**** Source data

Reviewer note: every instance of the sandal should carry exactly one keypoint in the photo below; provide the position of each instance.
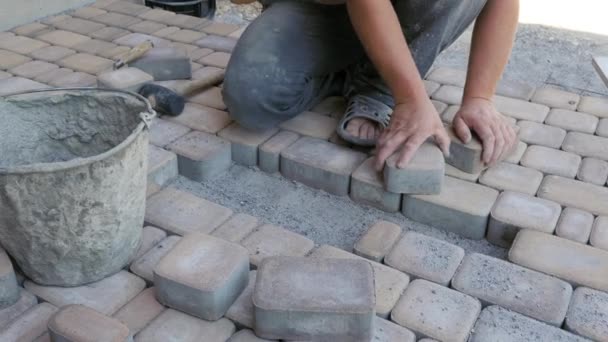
(361, 106)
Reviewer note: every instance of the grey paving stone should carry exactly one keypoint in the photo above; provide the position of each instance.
(202, 276)
(202, 156)
(180, 212)
(514, 211)
(172, 325)
(389, 283)
(588, 314)
(498, 324)
(314, 298)
(506, 176)
(425, 257)
(378, 241)
(268, 240)
(447, 211)
(429, 309)
(551, 161)
(574, 224)
(320, 164)
(106, 296)
(80, 323)
(516, 288)
(577, 194)
(422, 175)
(574, 262)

********

- Instructions to follow
Lines from the one with "Reviewer note: every instance of the grey" through the final line of the listing above should be duplicated word for word, and nothing else included.

- Exercise response
Reviewer note: every instance of the grey paving stone should carry exactly one keypoint in the photo above; provide the position of each instance.
(202, 276)
(202, 156)
(180, 212)
(514, 211)
(172, 325)
(389, 283)
(588, 314)
(498, 324)
(314, 298)
(506, 176)
(425, 257)
(378, 241)
(268, 240)
(447, 211)
(429, 309)
(551, 161)
(574, 224)
(320, 164)
(106, 296)
(80, 323)
(516, 288)
(577, 194)
(422, 175)
(574, 262)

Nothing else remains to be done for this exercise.